BEGIN Selected text

Meanwhile these pyramids, Sitchin holds, doubled as enormous beacons for ascending and descending Nefilim spacecraft. I’ve blogged on the Great Pyramid before and have pointed out its many characteristics that suggest it was obviously likely built by beings of a higher intelligence than humans.


Marduk’s world, human wars, and eschatology


Opening his third book, The Wars of Gods and Men, Sitchin briefly summarizes the various wars between the Nefilim-led humans of various ancient civilizations that originated in Sumer. These wars oftentimes featured “gods” fighting alongside humans. Or, in the case of Achilles and Alexander the Great, demigods, the progeny of “gods” and humans, leading, fighting alongside and dying amongst humans. Most of the fighting superficially would seem to be over territory but certainly the root cause of the wars must have been based on the Nefilim’s core mission on Earth, which primarily was to gather and horde all of the world’s gold to later take home, to that pesky planet that flies every 3,600 years, wreaking havoc here. Though this reader hasn’t reached a passage where Sitchin asserts exactly this, it would seem that at some point the Nefilim dissolved into various camps, each with legions of slaves to do their bidding. Each “god” wanted to be the one to win favor with the chief bigwig when the time came so endless wars of conquest became the norm, as each “god” did everything in his or her power to gather as much gold as possible. Eventually the “gods” decided to disengage from the fighting itself, and took a back seat role in steering future wars. This development came with one god, Marduk, successfully defeating all of his opponents and likely striking some sort of peace rendering obsolete direct conflict between the Nefilim “gods” in roughly 534 B.C. Enter the new era where proxy wars carried out by man are overseen from behind the scenes by the various competing “gods” with gold being the primary proponent of planning and fighting.

END Selected text

> _Problems to solve_
1. Answer from the Sitchin excerpt:
(a) According to Sitchin, what did the pyramids double as?
(b) Which book does Sitchin open with a summary of the wars?
(c) Which god defeated all of his opponents, and roughly when?
2. Can you write the next part of the Sitchin excerpt, picking up after its last sentence?
The material after the Sitchin excerpt is separate from it.

BEGIN Entries supplied

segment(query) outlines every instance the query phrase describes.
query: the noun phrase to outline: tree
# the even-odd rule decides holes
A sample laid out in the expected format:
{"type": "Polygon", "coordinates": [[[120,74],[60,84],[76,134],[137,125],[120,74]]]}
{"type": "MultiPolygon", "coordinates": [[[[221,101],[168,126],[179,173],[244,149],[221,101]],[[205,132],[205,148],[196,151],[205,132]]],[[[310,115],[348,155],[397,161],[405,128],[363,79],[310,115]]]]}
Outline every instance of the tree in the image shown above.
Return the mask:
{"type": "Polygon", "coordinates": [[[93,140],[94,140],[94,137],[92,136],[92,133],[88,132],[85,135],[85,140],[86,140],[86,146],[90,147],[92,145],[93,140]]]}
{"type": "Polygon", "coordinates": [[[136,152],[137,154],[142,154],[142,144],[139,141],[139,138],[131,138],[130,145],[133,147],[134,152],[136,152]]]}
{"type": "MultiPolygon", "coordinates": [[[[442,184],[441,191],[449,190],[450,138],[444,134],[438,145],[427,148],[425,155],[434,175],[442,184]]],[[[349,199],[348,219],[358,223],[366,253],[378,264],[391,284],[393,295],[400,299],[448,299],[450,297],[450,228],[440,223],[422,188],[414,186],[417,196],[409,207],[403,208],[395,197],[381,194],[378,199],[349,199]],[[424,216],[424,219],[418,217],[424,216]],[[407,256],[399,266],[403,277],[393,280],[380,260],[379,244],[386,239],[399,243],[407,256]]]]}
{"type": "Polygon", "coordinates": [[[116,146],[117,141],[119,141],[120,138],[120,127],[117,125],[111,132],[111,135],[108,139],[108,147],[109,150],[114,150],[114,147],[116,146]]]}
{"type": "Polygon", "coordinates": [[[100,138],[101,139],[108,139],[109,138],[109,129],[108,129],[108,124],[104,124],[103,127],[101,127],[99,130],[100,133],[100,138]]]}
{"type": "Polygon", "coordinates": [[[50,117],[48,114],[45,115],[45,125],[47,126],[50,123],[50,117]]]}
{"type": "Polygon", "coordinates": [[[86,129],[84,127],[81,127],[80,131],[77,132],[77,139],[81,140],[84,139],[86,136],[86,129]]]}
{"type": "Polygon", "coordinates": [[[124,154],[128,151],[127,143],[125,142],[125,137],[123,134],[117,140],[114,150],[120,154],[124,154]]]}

END Entries supplied

> _Expected results_
1.
(a) Enormous beacons for ascending and descending Nefilim spacecraft.
(b) His third book, The Wars of Gods and Men.
(c) Marduk, in roughly 534 B.C.

2.
Sitchin doesn’t say exactly this, so it must be inferred. What he says is that after Marduk’s successful conquest of Egypt “the Wars of Men have been the wars of men alone.” Certainly. But if the Nefilim and the so-called “kings” they employed to be liaisons between them and their slaves have steered world and human events for no less than 100,000 years it is unlikely that they would just surrender control of the planet and its gold to the slave race!


Sitchin also describes the final and impending war of “gods” and man. Describing writings found in The Dead Sea Scrolls, Sitchin asserts the future could hold a “war of the sons of light against the sons of darkness” wherein “local battles will first involve Judea’s immediate neighbors, which shall increase in ferocity and scope until the whole ancient world would be engulfed.” The “ancient world” is the Mideast, and indeed warfare is spreading throughout that area. This war, which is growing in intensity by the day, may eventually entail Nefilim “gods” fighting alongside humans, as they did in the wars of old, Sitchin reports. Quoting from the scrolls themselves, Sitchin relates that “(o)n that day, the Company of the Divine and the congregation of the Mortals shall engage side by side in combat and carnage. The Sons of Light shall battle against the Sons of Darkness with a show of godlike might, amid uproarious tumult, amid the war cries of gods and men.”